**MATERIAL FOR THIS TASK:**

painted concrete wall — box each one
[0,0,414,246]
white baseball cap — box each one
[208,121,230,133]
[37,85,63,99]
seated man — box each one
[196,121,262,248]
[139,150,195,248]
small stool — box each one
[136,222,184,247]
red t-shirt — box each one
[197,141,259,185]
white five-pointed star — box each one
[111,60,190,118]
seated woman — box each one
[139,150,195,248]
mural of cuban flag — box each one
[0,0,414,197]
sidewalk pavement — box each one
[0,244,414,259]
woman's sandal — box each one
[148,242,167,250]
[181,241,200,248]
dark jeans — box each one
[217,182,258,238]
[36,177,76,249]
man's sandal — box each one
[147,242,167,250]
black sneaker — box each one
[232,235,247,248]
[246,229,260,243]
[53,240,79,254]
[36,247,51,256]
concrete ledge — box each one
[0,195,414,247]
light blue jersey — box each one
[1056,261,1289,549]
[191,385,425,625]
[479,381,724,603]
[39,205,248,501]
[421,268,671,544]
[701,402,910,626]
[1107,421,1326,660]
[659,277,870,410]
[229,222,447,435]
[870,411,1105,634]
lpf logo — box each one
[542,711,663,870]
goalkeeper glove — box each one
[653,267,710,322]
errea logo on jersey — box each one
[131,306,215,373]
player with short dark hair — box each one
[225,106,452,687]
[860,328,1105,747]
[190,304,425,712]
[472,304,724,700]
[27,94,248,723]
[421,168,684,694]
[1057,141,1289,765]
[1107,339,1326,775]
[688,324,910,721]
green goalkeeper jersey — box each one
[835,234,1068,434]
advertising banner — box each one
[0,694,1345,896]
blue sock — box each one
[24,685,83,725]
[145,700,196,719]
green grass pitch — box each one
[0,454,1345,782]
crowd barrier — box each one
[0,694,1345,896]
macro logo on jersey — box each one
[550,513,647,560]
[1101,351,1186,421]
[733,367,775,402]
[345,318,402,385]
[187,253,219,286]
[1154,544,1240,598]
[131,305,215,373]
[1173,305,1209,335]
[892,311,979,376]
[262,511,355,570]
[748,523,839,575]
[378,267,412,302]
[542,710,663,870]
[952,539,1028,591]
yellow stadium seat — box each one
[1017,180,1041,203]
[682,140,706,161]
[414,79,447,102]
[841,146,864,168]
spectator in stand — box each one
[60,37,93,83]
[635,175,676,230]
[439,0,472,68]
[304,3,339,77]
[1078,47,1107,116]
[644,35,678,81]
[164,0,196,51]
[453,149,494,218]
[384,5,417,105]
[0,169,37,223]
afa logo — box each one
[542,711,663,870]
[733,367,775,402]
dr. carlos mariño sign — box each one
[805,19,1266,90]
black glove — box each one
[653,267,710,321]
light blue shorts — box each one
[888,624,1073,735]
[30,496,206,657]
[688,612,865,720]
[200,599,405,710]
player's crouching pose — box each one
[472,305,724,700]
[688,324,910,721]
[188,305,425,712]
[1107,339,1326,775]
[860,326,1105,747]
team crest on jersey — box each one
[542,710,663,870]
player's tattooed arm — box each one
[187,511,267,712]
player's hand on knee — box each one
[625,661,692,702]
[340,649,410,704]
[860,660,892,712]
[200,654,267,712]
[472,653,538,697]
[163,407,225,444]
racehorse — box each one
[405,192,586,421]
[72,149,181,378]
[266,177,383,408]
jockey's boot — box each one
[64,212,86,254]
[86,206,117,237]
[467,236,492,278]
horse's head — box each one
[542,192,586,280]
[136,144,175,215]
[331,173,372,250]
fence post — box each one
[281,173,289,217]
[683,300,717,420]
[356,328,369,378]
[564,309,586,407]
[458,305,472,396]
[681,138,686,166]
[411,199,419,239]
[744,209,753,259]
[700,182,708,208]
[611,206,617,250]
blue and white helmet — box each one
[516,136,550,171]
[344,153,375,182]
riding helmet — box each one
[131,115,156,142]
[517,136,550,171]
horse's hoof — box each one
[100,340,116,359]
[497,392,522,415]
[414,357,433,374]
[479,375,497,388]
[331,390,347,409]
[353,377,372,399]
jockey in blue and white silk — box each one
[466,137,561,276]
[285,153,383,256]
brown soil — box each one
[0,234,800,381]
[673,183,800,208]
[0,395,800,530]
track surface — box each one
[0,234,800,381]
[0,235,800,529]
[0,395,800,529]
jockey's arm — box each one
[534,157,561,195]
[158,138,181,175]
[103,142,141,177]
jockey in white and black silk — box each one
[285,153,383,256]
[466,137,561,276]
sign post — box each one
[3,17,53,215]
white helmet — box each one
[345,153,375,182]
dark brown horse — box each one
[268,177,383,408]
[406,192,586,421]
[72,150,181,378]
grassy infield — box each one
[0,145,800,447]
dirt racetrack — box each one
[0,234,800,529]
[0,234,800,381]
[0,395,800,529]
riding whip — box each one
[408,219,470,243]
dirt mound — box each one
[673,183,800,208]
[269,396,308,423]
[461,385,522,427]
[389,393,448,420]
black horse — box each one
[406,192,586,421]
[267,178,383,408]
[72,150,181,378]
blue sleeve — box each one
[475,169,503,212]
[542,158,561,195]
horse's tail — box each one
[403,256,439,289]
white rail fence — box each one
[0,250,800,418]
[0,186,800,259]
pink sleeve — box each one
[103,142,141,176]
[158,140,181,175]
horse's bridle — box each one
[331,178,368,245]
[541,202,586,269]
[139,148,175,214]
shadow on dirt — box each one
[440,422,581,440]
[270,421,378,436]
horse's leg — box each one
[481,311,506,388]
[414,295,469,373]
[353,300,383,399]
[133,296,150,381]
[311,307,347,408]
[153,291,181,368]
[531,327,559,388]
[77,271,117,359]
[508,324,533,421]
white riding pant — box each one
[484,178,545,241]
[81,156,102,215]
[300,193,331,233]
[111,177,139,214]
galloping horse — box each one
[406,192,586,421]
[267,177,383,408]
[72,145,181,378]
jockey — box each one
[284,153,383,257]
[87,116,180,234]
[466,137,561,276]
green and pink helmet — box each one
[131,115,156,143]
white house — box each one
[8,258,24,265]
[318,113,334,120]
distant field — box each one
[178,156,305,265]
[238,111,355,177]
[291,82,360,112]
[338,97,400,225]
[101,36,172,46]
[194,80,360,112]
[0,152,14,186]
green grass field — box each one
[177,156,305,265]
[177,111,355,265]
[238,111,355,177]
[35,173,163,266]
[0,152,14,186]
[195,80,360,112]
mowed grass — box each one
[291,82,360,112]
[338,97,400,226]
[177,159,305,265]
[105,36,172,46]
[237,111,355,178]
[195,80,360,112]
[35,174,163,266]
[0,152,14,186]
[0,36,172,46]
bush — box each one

**INSTRUCTIONS FOR THE TASK:** Repeat all of the records above verbatim, with nothing added, dropped, or changed.

**SOLUTION BELOW:**
painted concrete wall — box each one
[0,0,414,246]
white baseball cap — box each one
[208,121,230,133]
[37,85,63,99]
seated man — box each one
[196,121,262,248]
[139,150,195,248]
small stool — box each one
[136,222,184,247]
red t-shirt — box each one
[197,141,259,185]
white five-pointed star — box each one
[111,60,190,118]
seated woman — box each one
[139,150,195,248]
mural of cuban flag — box each one
[0,0,414,197]
sidewalk pavement — box each one
[0,244,414,259]
woman's sandal — box each one
[148,242,167,250]
[181,241,200,248]
dark jeans — box each one
[217,182,258,238]
[36,177,76,249]
man's sandal — box each one
[147,242,167,250]
black sneaker — box each one
[232,235,247,248]
[246,229,260,243]
[53,240,79,254]
[36,247,51,256]
concrete ledge — box each one
[0,195,414,247]
light blue jersey — box each one
[1056,261,1289,549]
[191,385,425,625]
[479,381,724,603]
[39,205,248,501]
[421,268,671,544]
[701,402,910,626]
[1107,421,1326,660]
[659,277,870,410]
[229,222,447,435]
[870,411,1105,634]
lpf logo — box each one
[542,711,663,870]
goalkeeper glove — box each one
[653,267,710,322]
errea logo on jersey — box each one
[131,306,215,373]
player with short dark hair — box each one
[225,106,452,687]
[860,328,1105,747]
[190,304,425,712]
[472,304,724,700]
[27,94,248,723]
[421,168,684,694]
[1057,141,1289,765]
[1107,339,1326,775]
[688,324,910,721]
green goalkeeper jersey — box each one
[835,234,1068,434]
advertising banner — box each one
[0,694,1345,896]
blue sock — box each one
[24,685,83,725]
[145,700,196,719]
green grass pitch — box each one
[0,454,1345,782]
crowd barrier — box each one
[0,694,1345,896]
macro logo on jersey — box each one
[550,513,647,560]
[1101,351,1186,421]
[733,367,775,402]
[345,318,402,385]
[187,253,219,286]
[1154,544,1240,598]
[131,305,215,373]
[1173,305,1209,335]
[892,311,979,376]
[262,511,355,570]
[748,523,839,575]
[378,267,412,302]
[542,710,663,870]
[952,539,1028,591]
yellow stadium seat — box each one
[1017,180,1041,203]
[682,140,706,161]
[414,79,447,102]
[841,146,864,168]
spectator in stand — box each one
[60,37,93,83]
[635,175,676,230]
[439,0,472,68]
[304,3,339,77]
[1078,47,1107,116]
[644,35,678,81]
[164,0,196,51]
[453,149,494,218]
[384,5,417,105]
[0,169,37,223]
afa logo — box each one
[542,711,663,870]
[733,367,775,402]
dr. carlos mariño sign — box each one
[805,19,1266,90]
black glove — box each one
[653,267,710,321]
light blue shorts — box each one
[888,624,1073,735]
[30,496,206,657]
[688,612,865,720]
[200,599,405,710]
player's crouching pose — box each one
[472,305,724,700]
[688,324,910,721]
[188,305,425,712]
[1107,339,1326,775]
[860,326,1105,747]
team crest on jersey — box each one
[542,710,663,870]
player's tattooed arm — box each one
[187,511,267,712]
player's hand on knee — box each one
[625,661,692,702]
[340,649,410,704]
[860,660,892,712]
[200,654,267,712]
[472,653,538,697]
[163,407,225,444]
racehorse — box each one
[405,192,586,421]
[72,149,181,378]
[266,177,383,408]
jockey's boot — box each one
[64,212,86,254]
[86,206,117,237]
[467,236,492,278]
horse's head — box each one
[542,192,586,280]
[136,144,175,215]
[331,173,372,250]
fence post — box each one
[281,173,289,217]
[683,300,717,420]
[356,328,369,378]
[564,309,586,407]
[458,305,472,396]
[681,138,686,166]
[411,199,419,239]
[744,209,753,259]
[700,182,708,208]
[611,206,617,250]
blue and white helmet — box each one
[516,136,550,171]
[344,153,375,182]
riding helmet — box each one
[131,115,156,142]
[517,136,550,171]
horse's hoof — box each one
[100,340,116,359]
[497,392,522,415]
[414,357,433,374]
[479,375,497,388]
[331,390,347,409]
[353,377,372,399]
jockey in blue and white silk — box each one
[466,137,561,276]
[285,153,383,256]
brown soil — box each one
[0,234,800,381]
[673,183,800,208]
[0,395,800,530]
track surface — box each one
[0,234,800,381]
[0,235,800,529]
[0,395,800,529]
jockey's arm — box each one
[534,157,561,195]
[158,138,181,175]
[103,142,141,177]
jockey in white and black silk — box each one
[285,153,383,256]
[466,137,561,276]
sign post — box each one
[3,17,53,215]
white helmet — box each one
[345,153,375,182]
dark brown horse — box each one
[268,177,383,408]
[406,192,586,421]
[72,150,181,378]
grassy infield — box each one
[0,145,800,447]
dirt racetrack — box each one
[0,234,800,529]
[0,234,800,381]
[0,395,800,529]
riding whip — box each one
[408,219,470,243]
dirt mound — box each one
[673,183,800,208]
[269,396,308,423]
[461,385,522,427]
[389,393,448,420]
black horse — box each one
[406,192,586,421]
[267,178,383,408]
[72,150,181,378]
blue sleeve — box each one
[475,169,503,212]
[542,158,561,195]
horse's tail — box each one
[403,256,439,289]
white rail fence — box each one
[0,250,800,418]
[0,186,800,259]
pink sleeve — box each one
[103,142,141,176]
[158,140,181,175]
horse's bridle — box each one
[331,178,368,245]
[541,202,586,269]
[139,148,175,214]
shadow on dirt — box each one
[440,422,581,440]
[270,421,378,436]
horse's leg — box each one
[481,311,506,388]
[414,295,469,373]
[353,300,383,399]
[133,296,150,381]
[311,307,347,408]
[153,291,181,368]
[531,327,559,388]
[77,271,117,359]
[508,324,533,421]
white riding pant — box each one
[484,178,545,241]
[81,156,102,215]
[300,193,331,233]
[111,177,139,214]
galloping horse — box each one
[406,192,586,421]
[267,177,383,408]
[72,145,181,378]
jockey — box each one
[284,153,383,257]
[87,116,180,234]
[466,137,561,276]
green and pink helmet — box each one
[131,115,156,143]
white house — box each one
[8,258,24,265]
[318,113,334,120]
distant field — box each one
[178,156,305,265]
[238,111,355,177]
[291,82,360,112]
[338,97,400,225]
[101,36,172,46]
[194,80,360,112]
[0,152,14,186]
green grass field — box each one
[177,156,305,265]
[177,111,355,265]
[238,111,355,177]
[35,173,163,266]
[0,152,14,186]
[195,80,360,112]
mowed grass — box each one
[291,82,360,112]
[338,97,400,226]
[177,159,305,265]
[105,36,172,46]
[237,111,355,178]
[195,80,360,112]
[35,174,163,266]
[0,152,14,186]
[0,36,172,46]
bush — box each one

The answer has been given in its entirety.